◆ Actions to take ◆
(1) In the forum exchange on academic peer review, what two things does the reply say you worry about when evaluating academic research?
(2) Continue the forum exchange on academic peer review, starting after its last sentence.
*** Opening Excerpt to read ***
Steve, perhaps you can explain some of the background process for us with papers.

First off, I think having the Wisdom of the Crowd (WotC) at work here is great. There’s a huge think tank of NBA analysts (Oliver, Kupfer, Hollinger, etc) who can propose additional parameters to consider. While we know there’s something at play here, we’re not sure it’s necessarily black/white, if important parameters are missing.

Anyway, in order to validate and expand their work, do the authors of these papers release the data for our consumption? Ed Kupfer for example provided on his site the data of refs by game (for a 13 year period), and I was able to confirm that the refs are not part of fixed crews. Missing in his data is the all-important race data.

In this WotC world of papers, do you think the data should be released now? Are the authors afraid of having their work usurped if someone else posts a different using the same data?

I imagine with peer review, there’s a code of conduct that leaves the authors with first dibs, until publication?

Thanks…
Steve Walters

May 6, 2007

Tango: The two things you worry about with evaluating academic research are (a) fairness and (b) rigor.

To increase the likelihood of (a), we have double-blind peer review. When I evaluate your work, I shouldn’t know it’s you–so I have no reason to be intimidated, or snobby, or anything; I should just judge it on its merits, not your rep. And that rep, or your network of friends (or enemies, for that matter), shouldn’t affect how your stuff is handled. (Some of the biggest, most embarrassing blunders in academic publishing have been a result of an editor greasing the skids for friends or colleagues.)

On (b), editors first rely on a stable of trusted referees, who (usually for no pay whatever) go through submissions and write detailed reviews. Most submissions go to 2 or 3 refs, and most get rejected; even so, the process improves the product. Sometimes refs will suggest revisions that, if made, will lead to acceptance.
*** Closing Excerpt to read ***
*** Opening Data records ***
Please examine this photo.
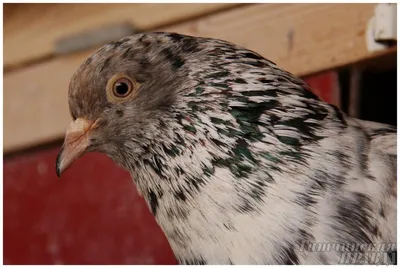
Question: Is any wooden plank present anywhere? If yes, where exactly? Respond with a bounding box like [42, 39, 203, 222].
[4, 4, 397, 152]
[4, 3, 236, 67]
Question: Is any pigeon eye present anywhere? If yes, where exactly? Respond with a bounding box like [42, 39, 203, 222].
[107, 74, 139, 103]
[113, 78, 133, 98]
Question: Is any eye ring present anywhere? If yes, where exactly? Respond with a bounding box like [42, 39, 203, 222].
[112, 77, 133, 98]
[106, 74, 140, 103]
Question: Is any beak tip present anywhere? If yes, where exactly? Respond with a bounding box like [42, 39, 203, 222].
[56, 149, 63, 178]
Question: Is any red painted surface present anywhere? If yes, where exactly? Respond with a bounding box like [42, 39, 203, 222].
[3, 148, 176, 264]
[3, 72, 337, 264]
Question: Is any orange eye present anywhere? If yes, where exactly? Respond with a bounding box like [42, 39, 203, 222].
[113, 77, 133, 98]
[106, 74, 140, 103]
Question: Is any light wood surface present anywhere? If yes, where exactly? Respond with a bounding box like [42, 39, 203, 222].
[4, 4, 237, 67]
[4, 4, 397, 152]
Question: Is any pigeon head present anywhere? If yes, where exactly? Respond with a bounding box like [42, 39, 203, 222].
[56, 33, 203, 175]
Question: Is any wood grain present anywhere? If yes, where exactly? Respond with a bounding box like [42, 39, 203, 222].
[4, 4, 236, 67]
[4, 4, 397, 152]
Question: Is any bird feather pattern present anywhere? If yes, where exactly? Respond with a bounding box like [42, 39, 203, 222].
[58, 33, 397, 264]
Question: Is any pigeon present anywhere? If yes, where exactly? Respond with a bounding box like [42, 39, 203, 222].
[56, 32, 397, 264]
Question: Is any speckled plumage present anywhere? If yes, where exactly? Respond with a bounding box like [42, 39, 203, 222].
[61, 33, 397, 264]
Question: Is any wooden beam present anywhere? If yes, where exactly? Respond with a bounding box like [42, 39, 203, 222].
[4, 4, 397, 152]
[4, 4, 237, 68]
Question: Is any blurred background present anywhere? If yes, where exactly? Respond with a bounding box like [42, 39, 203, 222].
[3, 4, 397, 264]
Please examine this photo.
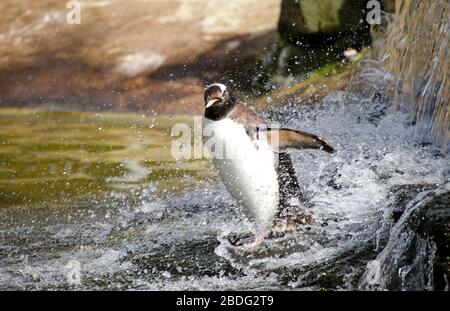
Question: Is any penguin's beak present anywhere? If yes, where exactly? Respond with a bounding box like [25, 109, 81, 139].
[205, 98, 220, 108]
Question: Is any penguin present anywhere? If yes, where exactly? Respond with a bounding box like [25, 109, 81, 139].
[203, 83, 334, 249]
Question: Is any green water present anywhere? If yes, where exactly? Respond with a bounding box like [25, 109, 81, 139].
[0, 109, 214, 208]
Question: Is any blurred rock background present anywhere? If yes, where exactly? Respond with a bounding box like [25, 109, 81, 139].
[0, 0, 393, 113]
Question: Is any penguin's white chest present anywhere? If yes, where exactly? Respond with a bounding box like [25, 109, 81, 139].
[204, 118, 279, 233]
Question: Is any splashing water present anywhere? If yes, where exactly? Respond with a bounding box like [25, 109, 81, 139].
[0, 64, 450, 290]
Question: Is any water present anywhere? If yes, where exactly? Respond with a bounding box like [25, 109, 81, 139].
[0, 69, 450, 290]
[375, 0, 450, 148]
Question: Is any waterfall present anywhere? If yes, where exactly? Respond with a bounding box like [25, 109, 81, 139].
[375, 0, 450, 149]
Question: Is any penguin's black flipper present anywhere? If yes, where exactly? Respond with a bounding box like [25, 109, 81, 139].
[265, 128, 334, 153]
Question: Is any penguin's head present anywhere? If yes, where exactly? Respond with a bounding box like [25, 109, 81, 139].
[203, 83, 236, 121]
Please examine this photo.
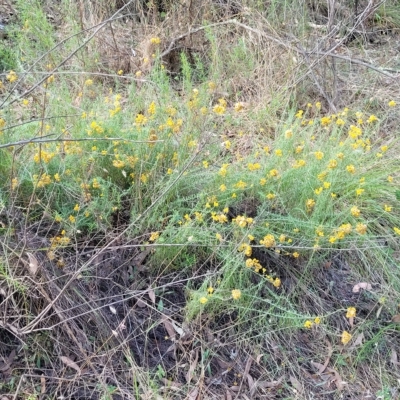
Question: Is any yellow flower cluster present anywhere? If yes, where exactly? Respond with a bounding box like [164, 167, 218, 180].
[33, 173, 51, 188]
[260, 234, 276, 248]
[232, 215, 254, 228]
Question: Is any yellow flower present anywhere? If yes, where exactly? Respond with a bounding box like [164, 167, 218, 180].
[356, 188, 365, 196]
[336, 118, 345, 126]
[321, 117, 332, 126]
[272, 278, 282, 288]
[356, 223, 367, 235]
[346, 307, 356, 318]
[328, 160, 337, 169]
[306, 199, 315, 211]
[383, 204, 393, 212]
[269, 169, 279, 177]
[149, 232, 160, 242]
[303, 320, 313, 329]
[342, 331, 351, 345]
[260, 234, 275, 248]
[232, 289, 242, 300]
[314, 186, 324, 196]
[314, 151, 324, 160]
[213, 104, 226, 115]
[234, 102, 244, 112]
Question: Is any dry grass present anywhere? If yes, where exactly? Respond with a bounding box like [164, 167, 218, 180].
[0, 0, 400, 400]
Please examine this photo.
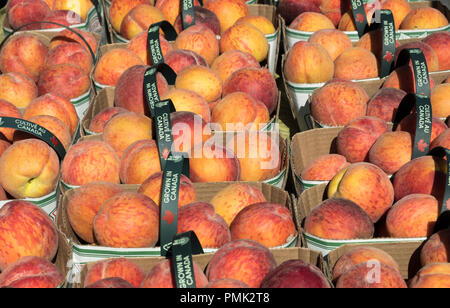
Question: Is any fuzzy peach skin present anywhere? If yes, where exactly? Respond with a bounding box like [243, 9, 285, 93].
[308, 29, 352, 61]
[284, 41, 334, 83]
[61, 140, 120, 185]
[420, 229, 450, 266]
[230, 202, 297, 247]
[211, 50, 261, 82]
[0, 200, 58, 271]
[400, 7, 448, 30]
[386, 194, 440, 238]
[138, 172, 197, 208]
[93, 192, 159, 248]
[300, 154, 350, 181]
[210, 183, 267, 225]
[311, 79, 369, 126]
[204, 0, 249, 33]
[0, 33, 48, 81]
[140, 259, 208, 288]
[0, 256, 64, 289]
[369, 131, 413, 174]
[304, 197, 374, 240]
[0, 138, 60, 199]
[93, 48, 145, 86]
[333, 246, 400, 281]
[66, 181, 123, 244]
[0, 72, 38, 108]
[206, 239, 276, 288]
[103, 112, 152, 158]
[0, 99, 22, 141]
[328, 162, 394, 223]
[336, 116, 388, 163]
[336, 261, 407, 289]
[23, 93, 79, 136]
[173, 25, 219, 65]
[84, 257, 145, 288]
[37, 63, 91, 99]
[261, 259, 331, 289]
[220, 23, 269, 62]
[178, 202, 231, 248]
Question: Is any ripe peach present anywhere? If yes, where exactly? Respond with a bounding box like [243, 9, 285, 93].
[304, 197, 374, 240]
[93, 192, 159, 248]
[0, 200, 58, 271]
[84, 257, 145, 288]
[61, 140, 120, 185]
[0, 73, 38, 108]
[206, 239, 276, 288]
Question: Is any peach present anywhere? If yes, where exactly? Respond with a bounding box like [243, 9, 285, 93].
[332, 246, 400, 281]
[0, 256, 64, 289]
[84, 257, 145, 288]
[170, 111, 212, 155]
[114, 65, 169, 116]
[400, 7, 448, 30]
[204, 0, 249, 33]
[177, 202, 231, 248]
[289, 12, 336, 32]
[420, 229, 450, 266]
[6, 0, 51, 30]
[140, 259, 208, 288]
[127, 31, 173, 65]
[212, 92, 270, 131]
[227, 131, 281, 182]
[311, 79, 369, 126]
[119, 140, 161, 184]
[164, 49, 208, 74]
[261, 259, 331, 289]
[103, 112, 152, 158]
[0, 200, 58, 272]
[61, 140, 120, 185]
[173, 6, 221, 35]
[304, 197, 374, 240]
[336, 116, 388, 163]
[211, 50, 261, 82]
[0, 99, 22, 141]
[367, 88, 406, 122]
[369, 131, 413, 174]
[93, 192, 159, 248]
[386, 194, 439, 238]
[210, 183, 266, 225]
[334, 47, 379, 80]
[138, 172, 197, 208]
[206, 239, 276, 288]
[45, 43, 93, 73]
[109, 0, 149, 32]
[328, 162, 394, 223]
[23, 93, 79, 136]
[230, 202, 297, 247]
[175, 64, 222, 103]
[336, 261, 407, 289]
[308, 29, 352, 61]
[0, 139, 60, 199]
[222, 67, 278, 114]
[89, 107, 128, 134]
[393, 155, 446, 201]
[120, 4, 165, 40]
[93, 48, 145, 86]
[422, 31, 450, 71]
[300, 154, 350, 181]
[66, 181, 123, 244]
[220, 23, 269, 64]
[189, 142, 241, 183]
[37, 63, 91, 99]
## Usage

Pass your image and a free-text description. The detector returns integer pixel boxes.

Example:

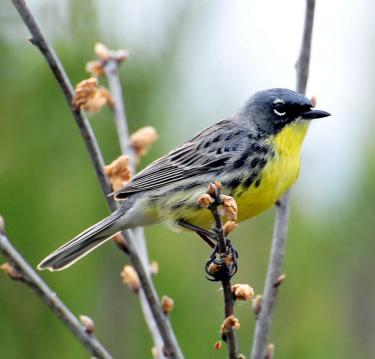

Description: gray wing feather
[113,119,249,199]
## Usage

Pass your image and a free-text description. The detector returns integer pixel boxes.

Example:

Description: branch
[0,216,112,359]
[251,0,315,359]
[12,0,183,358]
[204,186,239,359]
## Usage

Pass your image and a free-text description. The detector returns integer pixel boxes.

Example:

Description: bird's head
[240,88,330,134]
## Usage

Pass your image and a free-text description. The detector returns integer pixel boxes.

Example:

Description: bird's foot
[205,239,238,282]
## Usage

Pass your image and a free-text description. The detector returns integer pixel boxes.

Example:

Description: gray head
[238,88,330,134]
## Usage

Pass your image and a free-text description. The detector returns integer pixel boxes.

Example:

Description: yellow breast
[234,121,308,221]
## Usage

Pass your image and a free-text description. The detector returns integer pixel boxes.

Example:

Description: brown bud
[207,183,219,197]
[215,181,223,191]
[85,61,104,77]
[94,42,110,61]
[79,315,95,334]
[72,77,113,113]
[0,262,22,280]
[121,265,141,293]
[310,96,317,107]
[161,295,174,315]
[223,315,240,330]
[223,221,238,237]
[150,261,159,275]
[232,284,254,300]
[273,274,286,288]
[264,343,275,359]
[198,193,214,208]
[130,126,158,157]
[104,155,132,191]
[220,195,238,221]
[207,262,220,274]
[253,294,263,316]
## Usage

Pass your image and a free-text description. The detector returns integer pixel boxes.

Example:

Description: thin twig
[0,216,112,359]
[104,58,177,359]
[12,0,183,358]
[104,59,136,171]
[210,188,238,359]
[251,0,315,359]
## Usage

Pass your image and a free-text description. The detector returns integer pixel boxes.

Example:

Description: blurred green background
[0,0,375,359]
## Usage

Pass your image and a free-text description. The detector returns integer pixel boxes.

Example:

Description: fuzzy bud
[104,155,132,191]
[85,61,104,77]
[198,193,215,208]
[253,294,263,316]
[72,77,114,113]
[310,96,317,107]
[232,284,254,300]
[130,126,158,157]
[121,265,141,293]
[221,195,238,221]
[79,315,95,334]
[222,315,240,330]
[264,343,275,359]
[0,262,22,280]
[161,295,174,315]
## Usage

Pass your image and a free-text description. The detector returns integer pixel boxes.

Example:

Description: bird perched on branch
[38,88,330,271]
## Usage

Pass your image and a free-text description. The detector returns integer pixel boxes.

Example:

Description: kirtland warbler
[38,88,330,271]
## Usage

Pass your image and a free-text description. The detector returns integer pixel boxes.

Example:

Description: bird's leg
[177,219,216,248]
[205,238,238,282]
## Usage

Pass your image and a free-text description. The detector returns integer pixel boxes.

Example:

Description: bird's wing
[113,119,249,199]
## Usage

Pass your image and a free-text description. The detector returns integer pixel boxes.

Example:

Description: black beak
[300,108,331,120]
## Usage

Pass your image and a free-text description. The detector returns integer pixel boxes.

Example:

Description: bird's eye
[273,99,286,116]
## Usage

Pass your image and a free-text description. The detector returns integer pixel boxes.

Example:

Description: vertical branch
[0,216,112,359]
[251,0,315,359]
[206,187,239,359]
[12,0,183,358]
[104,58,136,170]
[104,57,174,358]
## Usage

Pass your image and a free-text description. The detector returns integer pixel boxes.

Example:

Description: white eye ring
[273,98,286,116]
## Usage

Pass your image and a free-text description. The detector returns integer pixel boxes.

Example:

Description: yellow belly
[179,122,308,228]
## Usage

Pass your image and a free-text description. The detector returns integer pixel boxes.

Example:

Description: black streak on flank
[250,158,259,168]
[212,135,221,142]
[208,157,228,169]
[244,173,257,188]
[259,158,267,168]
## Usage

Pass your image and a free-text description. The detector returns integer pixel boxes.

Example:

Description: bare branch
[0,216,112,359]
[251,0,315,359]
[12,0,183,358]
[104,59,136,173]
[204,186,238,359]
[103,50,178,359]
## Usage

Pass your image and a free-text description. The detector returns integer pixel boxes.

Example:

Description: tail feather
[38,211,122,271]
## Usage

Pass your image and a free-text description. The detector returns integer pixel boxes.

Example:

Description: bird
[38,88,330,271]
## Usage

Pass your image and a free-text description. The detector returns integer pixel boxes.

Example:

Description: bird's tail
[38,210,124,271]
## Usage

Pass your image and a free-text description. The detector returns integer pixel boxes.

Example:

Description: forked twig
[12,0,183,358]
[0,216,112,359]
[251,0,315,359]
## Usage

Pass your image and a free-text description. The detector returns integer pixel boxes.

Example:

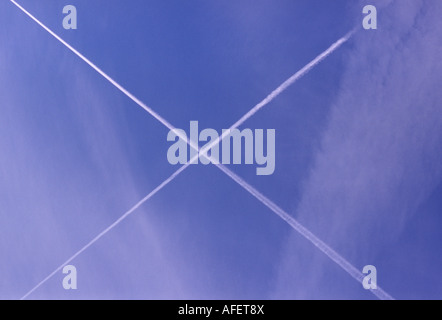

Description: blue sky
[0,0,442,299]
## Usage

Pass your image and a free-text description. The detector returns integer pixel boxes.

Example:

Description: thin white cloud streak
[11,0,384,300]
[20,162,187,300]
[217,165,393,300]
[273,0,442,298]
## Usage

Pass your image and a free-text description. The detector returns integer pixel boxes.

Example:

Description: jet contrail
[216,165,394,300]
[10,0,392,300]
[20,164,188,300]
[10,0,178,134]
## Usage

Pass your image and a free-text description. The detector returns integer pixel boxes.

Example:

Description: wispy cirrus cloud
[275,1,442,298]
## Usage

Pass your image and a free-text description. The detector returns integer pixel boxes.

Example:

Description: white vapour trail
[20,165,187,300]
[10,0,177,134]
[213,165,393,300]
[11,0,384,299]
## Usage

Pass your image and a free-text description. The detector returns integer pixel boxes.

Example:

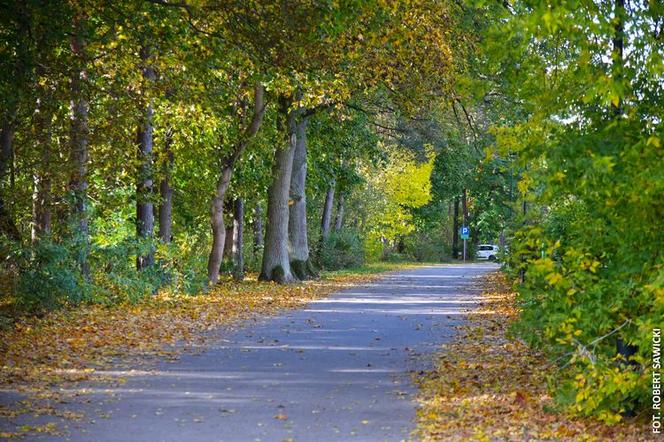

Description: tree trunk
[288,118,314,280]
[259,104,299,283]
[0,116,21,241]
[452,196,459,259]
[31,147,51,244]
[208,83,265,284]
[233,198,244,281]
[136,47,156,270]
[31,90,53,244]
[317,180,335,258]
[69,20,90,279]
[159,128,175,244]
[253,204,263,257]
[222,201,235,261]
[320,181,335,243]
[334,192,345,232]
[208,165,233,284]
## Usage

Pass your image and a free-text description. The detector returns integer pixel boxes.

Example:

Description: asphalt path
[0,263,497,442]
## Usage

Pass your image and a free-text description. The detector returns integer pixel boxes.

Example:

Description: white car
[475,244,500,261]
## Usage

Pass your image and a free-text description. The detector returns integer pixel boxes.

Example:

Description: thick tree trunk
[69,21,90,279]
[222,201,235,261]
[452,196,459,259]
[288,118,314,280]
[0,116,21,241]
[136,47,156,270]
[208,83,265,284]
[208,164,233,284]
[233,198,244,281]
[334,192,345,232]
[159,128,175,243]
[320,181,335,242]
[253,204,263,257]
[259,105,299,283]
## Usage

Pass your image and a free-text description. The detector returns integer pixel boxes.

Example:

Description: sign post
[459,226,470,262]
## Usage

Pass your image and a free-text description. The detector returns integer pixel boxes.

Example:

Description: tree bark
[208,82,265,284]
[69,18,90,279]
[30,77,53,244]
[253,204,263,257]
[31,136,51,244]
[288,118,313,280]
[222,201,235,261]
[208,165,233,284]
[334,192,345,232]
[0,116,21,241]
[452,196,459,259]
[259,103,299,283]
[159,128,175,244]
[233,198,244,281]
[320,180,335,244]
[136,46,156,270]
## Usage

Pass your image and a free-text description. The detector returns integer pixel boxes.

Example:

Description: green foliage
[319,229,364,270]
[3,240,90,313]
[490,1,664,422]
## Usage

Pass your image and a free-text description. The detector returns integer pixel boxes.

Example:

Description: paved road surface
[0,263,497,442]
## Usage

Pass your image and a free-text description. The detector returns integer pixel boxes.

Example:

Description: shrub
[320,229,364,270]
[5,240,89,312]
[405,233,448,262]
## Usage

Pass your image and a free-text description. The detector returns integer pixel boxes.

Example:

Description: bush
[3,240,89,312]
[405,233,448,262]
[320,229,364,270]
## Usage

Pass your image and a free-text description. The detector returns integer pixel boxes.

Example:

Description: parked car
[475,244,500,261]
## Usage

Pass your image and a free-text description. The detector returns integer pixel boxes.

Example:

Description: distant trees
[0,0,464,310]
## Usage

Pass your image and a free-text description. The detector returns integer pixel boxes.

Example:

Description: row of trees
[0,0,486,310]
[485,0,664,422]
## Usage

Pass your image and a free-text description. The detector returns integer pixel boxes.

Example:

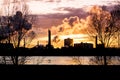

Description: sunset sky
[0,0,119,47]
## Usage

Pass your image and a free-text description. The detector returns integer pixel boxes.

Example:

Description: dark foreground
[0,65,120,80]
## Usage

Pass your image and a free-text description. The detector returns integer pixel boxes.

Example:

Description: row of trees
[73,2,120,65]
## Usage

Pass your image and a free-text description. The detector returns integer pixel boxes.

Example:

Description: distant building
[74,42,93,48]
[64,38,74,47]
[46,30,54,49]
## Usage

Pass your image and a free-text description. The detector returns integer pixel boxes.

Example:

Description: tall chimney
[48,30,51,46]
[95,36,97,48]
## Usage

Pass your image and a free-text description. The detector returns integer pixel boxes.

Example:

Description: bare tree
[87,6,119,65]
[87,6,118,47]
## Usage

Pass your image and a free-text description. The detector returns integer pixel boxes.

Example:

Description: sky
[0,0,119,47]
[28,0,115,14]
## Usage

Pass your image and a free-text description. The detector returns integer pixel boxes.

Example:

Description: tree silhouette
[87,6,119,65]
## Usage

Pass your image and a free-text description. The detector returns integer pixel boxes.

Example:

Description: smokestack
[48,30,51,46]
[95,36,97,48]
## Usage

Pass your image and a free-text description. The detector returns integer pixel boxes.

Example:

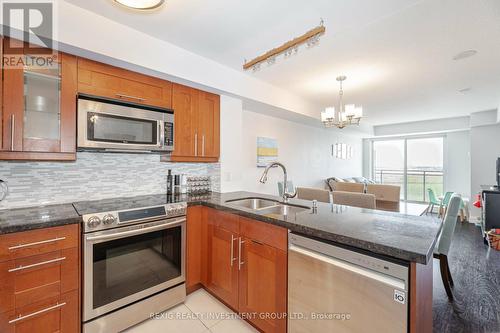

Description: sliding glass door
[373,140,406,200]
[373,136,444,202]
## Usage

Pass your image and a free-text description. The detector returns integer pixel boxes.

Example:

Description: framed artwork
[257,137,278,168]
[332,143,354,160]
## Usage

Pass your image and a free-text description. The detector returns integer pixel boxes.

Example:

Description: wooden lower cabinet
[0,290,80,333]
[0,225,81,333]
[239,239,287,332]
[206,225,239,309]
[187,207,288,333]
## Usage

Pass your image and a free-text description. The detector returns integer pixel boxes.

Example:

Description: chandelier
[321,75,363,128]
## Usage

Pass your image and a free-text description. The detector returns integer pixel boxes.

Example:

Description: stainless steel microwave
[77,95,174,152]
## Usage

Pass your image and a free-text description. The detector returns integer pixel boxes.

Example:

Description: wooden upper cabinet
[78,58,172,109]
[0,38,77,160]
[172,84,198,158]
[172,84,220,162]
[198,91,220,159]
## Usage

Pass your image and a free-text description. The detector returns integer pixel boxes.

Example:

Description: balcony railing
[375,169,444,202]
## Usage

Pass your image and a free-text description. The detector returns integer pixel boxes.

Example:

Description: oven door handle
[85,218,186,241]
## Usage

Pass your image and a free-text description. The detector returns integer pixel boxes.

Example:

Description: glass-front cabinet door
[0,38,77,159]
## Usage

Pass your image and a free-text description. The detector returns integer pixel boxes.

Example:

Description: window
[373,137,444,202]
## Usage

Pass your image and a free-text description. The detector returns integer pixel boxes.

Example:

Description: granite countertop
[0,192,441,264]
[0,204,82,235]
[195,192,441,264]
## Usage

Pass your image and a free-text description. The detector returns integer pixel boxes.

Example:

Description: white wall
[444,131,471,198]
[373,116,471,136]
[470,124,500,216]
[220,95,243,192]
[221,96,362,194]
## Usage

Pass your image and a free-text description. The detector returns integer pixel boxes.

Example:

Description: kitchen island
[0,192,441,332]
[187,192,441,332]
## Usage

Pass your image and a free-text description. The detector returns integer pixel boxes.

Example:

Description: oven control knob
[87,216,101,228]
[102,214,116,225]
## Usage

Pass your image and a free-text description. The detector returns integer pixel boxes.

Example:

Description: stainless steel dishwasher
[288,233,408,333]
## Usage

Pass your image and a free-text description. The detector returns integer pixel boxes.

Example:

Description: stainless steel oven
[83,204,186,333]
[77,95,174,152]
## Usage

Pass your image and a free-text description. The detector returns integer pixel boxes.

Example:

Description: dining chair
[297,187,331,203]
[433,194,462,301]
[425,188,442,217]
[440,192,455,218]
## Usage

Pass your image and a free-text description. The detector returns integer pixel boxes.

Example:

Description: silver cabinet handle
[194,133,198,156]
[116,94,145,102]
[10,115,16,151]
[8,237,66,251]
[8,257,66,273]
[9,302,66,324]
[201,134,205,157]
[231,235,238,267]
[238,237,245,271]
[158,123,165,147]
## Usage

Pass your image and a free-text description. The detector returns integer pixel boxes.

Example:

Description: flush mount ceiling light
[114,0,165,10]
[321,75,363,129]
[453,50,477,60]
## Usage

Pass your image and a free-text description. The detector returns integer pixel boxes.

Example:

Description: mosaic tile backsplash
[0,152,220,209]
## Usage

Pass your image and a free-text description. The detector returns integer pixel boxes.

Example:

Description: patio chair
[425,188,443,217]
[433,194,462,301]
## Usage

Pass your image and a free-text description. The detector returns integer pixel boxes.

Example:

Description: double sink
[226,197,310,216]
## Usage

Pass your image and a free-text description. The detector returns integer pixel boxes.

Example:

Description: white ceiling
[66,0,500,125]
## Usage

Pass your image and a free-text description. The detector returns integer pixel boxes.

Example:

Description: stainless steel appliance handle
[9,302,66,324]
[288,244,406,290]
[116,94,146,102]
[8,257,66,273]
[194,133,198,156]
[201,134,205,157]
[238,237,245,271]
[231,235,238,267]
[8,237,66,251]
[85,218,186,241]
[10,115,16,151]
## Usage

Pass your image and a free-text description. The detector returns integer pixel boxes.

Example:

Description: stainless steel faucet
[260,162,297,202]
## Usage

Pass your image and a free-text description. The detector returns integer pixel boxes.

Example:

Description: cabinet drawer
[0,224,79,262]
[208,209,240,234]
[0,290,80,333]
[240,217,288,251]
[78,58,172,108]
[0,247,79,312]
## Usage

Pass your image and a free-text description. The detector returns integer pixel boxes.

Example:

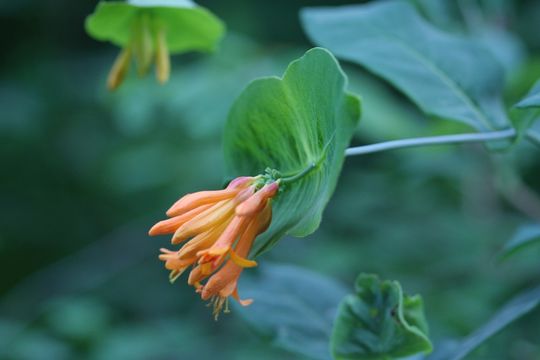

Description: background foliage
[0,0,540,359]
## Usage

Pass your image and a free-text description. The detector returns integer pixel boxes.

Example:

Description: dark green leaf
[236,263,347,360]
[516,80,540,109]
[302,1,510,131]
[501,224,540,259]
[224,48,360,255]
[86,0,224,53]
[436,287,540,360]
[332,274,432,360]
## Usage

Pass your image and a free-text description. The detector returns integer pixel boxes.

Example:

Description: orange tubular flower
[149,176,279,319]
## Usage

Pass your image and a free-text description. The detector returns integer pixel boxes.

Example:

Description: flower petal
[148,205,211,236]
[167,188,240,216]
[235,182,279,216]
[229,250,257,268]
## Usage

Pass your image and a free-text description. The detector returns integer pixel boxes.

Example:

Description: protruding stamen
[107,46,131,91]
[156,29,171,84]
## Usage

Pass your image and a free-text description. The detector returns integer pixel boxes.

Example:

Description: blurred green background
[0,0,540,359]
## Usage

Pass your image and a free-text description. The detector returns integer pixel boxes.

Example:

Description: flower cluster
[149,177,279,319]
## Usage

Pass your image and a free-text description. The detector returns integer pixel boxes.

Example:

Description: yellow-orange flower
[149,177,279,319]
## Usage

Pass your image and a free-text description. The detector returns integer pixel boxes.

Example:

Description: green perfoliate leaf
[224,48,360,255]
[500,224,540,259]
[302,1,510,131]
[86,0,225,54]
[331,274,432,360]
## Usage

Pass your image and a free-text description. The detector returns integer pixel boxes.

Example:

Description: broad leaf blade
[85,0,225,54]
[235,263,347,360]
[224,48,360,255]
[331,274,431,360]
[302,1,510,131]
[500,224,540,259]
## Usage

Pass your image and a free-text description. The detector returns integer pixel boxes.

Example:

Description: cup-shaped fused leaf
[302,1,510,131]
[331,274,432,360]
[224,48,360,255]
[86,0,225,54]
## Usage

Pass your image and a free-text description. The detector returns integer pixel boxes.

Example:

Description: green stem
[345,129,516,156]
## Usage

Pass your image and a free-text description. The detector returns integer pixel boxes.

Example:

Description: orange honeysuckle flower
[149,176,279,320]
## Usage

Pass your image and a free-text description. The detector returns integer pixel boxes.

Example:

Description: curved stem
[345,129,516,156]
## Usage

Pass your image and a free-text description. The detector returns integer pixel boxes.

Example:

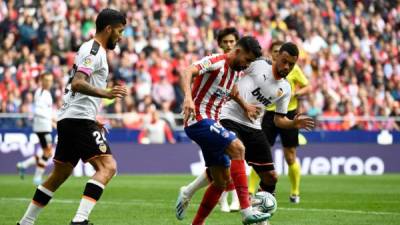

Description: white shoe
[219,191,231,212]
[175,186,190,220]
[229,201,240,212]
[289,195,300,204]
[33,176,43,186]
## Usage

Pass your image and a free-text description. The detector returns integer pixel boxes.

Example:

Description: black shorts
*** Closing Data records ***
◆ Responses for each task ◆
(1) Fairness and rigor.

(2)
Many if not most journals these days also require researchers to make their data available as a condition of publication. The refs attest that the paper passes a minimum threshold of quality; then the broader profession gets its hooks in, and it’s not uncommon for folks to publish critical comments, challenging the findings in whole or in part. Or, “replicators” take on the same subject, but using different data or methods. I’ve got an article on submission right now that’s a replication and update of a paper that appeared 27 years ago; we’re seeing if the findings hold up (using better methods!), and, even if they do, whether market participants (it’s about baseball free agency) learn from prior mistakes.

I’d agree that there’s wisdom in crowds. But there’s also a lot of noise (don’t you find yourself wasting time answering critics who don’t have standing to criticize? Isn’t it hard to get attention among the cacaphony when there are NO barriers to entry?). So the academic publishing process aims to limit the extraneous noise, but then, once quality is initially assayed, the crowd can “have at it,” and is usually assured access to the tools they need to do the job.
tangotiger

May 8, 2007

Thanks for that detailed explanation. For this study in question then, we’ll have to wait for the study to be published before the Crowd gets its teeth into it.

As for your last paragraph, the answer is an emphatic no. I receive plenty of comments on my blog and email, and I answer virtually every one. I really don’t judge what I receive based on “standing” (someone even asked me how to calculate ERA). My basic position is that I’m on a journey to learn, and I want to take people along with me. If that means that not all of my time is used effectively, that’s ok. But, I’d rather be inefficient with my time, and listen to all, than be efficient with my time, and only listen to those that have standing.

What ends up happening is that my blog itself acts as a defacto filter, just as the WoW blog does as well. The only people who post here are those that care to do so, and not those who post on a whim.